**Texte source**
Le monde selon Salah Stétié

Amoureux de la langue française et fier de son arabité, tel apparaît l’écrivain libanais dans ce livre d’entretiens où il retrace son parcours.

Publié le 3 novembre 2004 Lecture : 6 minutes.

Ce n’est pas la première fois que le poète libanais Salah Stétié se prête au jeu des questions-réponses (voir J.A.I n° 2283). Mais son dernier livre, Fils de la parole, est le plus complet, dans le sens où il retrace son parcours personnel, puise tout autant dans son expérience diplomatique que littéraire et pose un regard lucide, presque serein, sur le monde. Ce parcours – que son ami Louis Massignon aurait appelé une « courbe de vie » -, Stétié va l’évoquer par touches et inflexions, à travers anecdotes et souvenirs, au gré des questions de Gwendoline Jarczyk, professeur de philosophie, dont le ton complice, parfois complaisant, ne se départit jamais d’une exigence de sincérité.
Entre le départ du jeune Salah du Liban dans les années 1950 et sa retraite actuelle dans une bourgade française se profile l’itinéraire du futur poète, né à Beyrouth en 1929 dans une famille musulmane, amoureux de la langue française qu’il enseigne bientôt à l’université, avant d’embrasser le journalisme et de diriger la prestigieuse revue L’Orient littéraire.
Le grand rêveur qu’est Stétié sait toutefois qu’il ne se contentera pas d’un seul pays ni d’une carrière banale. Attablé dans les petits cafés beyrouthins au milieu des fumeurs de narguilé et des joueurs de trictrac, il regarde la Méditerranée et sent naître son rêve de l’ailleurs, son envie de partir vers cette Europe dont le nom n’est autre que celui d’une princesse phénicienne, fille du roi Agénor de Tyr.

**Items du corpus**

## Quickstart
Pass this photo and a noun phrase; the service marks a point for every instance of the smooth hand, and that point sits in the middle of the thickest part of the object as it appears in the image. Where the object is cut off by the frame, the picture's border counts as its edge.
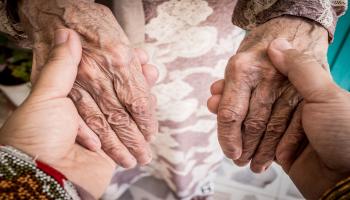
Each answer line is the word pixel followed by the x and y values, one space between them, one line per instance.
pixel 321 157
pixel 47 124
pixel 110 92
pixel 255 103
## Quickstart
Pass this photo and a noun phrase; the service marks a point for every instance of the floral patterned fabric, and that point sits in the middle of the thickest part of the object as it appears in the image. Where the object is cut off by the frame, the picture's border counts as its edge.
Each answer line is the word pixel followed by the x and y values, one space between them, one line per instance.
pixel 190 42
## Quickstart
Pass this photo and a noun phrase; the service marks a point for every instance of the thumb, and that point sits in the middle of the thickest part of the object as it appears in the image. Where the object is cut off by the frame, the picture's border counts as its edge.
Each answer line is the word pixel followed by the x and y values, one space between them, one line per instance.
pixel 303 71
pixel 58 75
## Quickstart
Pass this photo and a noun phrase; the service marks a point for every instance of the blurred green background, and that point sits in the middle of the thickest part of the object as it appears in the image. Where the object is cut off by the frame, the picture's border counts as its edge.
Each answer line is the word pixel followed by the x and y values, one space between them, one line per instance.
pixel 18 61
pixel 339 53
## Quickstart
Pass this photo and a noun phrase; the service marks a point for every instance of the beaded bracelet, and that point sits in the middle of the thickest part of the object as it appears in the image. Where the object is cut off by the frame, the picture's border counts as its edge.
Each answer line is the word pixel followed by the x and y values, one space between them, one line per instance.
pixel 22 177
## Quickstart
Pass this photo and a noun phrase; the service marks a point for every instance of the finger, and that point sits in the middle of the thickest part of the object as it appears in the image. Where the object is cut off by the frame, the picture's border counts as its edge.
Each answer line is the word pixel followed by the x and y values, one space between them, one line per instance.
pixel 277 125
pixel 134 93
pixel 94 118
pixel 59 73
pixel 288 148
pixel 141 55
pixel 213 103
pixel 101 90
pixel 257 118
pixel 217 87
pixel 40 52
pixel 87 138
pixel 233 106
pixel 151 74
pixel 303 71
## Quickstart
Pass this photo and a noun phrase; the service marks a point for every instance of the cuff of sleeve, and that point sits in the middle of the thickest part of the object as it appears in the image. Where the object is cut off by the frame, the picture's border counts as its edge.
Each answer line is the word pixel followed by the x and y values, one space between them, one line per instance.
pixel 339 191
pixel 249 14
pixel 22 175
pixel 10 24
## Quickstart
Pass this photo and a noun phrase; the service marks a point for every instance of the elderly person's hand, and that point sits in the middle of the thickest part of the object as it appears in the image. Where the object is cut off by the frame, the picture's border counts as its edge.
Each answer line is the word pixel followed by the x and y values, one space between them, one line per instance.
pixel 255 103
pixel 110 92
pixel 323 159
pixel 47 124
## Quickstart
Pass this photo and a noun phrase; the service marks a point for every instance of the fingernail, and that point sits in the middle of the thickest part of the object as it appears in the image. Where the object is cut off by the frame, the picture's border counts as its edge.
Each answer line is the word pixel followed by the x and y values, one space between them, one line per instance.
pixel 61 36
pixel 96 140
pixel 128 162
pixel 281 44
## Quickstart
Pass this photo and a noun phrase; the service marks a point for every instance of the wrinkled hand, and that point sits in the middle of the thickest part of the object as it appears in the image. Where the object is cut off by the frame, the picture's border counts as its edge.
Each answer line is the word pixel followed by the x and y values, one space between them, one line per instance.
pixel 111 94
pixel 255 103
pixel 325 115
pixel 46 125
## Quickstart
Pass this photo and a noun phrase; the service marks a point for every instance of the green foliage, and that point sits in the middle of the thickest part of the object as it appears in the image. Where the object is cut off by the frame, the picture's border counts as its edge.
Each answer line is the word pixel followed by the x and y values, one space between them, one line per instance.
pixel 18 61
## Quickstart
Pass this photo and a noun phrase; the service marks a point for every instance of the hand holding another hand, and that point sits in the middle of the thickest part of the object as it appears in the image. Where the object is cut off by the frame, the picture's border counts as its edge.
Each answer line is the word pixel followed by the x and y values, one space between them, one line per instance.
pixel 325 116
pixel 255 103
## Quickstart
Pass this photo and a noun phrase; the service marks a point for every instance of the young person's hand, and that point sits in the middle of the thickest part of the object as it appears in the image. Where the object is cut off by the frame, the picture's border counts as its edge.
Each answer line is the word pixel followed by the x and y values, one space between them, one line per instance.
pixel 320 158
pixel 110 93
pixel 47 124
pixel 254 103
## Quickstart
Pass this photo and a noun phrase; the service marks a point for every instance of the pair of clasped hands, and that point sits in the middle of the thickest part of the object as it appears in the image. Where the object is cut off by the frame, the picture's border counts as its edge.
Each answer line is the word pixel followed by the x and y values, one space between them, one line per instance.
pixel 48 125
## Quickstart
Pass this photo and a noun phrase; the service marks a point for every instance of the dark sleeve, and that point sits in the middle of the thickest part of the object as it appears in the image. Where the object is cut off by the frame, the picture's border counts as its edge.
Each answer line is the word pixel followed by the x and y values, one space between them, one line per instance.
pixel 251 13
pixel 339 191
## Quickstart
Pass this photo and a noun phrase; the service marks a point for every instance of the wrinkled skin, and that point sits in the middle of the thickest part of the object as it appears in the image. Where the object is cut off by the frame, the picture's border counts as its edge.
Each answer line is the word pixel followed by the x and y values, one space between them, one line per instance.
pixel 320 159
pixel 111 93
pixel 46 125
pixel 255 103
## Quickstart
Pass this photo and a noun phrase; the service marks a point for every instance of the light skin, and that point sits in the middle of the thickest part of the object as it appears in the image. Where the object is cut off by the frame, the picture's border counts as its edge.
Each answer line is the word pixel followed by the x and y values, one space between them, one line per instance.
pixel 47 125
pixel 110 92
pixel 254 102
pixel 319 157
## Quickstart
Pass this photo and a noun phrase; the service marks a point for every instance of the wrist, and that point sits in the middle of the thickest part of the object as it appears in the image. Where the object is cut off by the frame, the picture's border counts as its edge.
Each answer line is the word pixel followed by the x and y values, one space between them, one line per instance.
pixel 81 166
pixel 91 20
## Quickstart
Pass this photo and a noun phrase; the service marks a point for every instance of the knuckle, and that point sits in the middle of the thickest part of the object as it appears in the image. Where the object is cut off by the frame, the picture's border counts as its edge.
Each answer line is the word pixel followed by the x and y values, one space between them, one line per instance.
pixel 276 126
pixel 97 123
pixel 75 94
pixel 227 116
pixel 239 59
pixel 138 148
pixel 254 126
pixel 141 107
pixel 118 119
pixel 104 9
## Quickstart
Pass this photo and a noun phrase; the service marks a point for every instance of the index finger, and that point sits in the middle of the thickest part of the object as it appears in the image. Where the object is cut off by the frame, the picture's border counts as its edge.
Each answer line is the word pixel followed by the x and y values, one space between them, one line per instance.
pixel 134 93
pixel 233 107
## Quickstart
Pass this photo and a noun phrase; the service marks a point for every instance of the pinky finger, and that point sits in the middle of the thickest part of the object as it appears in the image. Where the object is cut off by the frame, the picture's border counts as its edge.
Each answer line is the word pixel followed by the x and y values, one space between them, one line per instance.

* * *

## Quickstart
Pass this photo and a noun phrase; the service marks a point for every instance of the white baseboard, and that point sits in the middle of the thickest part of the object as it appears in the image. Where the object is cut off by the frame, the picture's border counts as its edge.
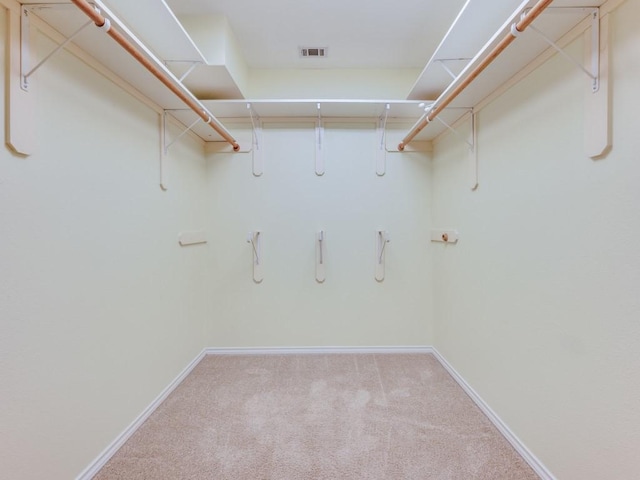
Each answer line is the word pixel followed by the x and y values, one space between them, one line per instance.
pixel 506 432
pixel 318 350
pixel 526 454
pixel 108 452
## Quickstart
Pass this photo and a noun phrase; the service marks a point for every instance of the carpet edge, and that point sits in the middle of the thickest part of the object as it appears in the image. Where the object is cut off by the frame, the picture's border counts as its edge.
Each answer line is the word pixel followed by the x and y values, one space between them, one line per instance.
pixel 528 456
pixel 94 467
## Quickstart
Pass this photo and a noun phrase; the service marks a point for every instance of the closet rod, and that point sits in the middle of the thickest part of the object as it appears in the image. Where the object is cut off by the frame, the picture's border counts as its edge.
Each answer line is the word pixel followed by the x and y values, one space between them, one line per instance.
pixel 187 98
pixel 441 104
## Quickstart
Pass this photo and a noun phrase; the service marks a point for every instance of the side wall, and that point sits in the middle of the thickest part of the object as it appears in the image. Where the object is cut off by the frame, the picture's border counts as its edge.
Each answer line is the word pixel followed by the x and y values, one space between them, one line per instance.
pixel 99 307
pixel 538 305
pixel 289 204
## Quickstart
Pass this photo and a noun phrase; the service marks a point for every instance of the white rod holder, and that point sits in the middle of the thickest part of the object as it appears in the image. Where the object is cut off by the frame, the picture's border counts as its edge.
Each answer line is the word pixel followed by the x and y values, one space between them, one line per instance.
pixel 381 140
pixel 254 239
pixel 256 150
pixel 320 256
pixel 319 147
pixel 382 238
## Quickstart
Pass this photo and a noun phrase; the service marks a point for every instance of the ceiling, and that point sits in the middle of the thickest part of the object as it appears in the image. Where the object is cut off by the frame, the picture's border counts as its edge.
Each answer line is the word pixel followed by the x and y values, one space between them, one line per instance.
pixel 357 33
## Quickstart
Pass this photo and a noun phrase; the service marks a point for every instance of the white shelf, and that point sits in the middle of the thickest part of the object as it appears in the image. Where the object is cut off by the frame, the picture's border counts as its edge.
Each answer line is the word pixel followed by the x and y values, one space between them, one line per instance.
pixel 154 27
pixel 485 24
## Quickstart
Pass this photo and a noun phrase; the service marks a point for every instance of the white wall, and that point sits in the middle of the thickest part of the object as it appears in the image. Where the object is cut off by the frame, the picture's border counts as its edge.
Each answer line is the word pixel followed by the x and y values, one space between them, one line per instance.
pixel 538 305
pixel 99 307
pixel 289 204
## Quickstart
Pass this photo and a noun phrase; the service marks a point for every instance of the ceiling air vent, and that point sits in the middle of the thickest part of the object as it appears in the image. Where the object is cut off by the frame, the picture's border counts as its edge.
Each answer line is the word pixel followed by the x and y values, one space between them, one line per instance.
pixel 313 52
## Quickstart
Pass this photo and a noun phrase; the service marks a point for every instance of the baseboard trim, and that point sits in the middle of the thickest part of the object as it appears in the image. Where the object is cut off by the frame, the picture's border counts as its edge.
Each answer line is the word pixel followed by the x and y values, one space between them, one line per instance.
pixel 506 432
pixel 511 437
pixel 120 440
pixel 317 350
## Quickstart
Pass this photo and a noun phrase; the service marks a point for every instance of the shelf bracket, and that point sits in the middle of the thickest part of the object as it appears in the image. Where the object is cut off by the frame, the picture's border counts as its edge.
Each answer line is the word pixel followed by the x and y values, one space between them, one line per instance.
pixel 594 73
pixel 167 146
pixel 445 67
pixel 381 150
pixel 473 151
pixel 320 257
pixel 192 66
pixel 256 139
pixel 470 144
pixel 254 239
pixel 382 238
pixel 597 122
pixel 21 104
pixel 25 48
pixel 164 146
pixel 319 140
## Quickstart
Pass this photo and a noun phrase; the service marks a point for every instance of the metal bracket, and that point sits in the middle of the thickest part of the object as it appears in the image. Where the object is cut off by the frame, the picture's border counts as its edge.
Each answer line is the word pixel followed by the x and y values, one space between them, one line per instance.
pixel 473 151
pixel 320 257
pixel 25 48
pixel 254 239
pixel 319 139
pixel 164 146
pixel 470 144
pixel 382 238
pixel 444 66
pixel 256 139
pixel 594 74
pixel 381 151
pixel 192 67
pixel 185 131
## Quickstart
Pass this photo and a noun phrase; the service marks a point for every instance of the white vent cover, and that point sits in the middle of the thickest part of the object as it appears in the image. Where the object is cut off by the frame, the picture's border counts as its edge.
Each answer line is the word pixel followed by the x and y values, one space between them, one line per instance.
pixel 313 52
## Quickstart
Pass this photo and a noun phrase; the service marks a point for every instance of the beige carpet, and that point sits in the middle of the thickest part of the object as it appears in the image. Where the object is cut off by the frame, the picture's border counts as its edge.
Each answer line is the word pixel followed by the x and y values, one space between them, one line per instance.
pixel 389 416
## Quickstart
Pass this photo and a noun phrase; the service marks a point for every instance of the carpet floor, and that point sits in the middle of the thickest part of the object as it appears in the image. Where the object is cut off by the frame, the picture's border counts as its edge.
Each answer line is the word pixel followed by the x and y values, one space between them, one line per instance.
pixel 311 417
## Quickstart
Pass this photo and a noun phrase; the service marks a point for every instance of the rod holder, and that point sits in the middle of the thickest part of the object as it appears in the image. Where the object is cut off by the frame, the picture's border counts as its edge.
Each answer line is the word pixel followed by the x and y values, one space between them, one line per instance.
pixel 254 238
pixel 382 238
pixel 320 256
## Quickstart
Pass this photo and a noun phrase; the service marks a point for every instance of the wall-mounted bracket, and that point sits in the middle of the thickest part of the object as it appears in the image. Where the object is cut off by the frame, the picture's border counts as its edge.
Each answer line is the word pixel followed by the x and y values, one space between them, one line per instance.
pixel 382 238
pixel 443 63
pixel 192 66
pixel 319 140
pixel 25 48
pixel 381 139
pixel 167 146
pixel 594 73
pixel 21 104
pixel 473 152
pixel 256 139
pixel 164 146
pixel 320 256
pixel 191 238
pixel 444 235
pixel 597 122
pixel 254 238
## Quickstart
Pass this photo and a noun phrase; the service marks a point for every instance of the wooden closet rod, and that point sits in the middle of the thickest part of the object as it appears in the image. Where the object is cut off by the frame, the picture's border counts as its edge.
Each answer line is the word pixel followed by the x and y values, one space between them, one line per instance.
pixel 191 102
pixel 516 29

**Énoncé A**
Recopiez fidèlement le passage du texte source qui commence aux mots « Publié le 3 » et s'arrête après les mots « exigence de sincérité. ».
**Énoncé B**
Répondez aux questions suivantes à partir du texte source.
(i) En quelle année et dans quelle ville Salah Stétié est-il né ?
(ii) Quelle est la profession de Gwendoline Jarczyk ?
(iii) De qui le nom de l'Europe est-il celui ?
**Énoncé C**
Relevez toutes les personnes désignées par leur nom dans le texte source.

**Réponse attendue A**
Publié le 3 novembre 2004 Lecture : 6 minutes.

Ce n’est pas la première fois que le poète libanais Salah Stétié se prête au jeu des questions-réponses (voir J.A.I n° 2283). Mais son dernier livre, Fils de la parole, est le plus complet, dans le sens où il retrace son parcours personnel, puise tout autant dans son expérience diplomatique que littéraire et pose un regard lucide, presque serein, sur le monde. Ce parcours – que son ami Louis Massignon aurait appelé une « courbe de vie » -, Stétié va l’évoquer par touches et inflexions, à travers anecdotes et souvenirs, au gré des questions de Gwendoline Jarczyk, professeur de philosophie, dont le ton complice, parfois complaisant, ne se départit jamais d’une exigence de sincérité.

**Réponse attendue B**
(i) En 1929, à Beyrouth.
(ii) Elle est professeur de philosophie.
(iii) D'une princesse phénicienne, fille du roi Agénor de Tyr.

**Réponse attendue C**
- Salah Stétié
- Louis Massignon
- Gwendoline Jarczyk
- Agénor (roi de Tyr)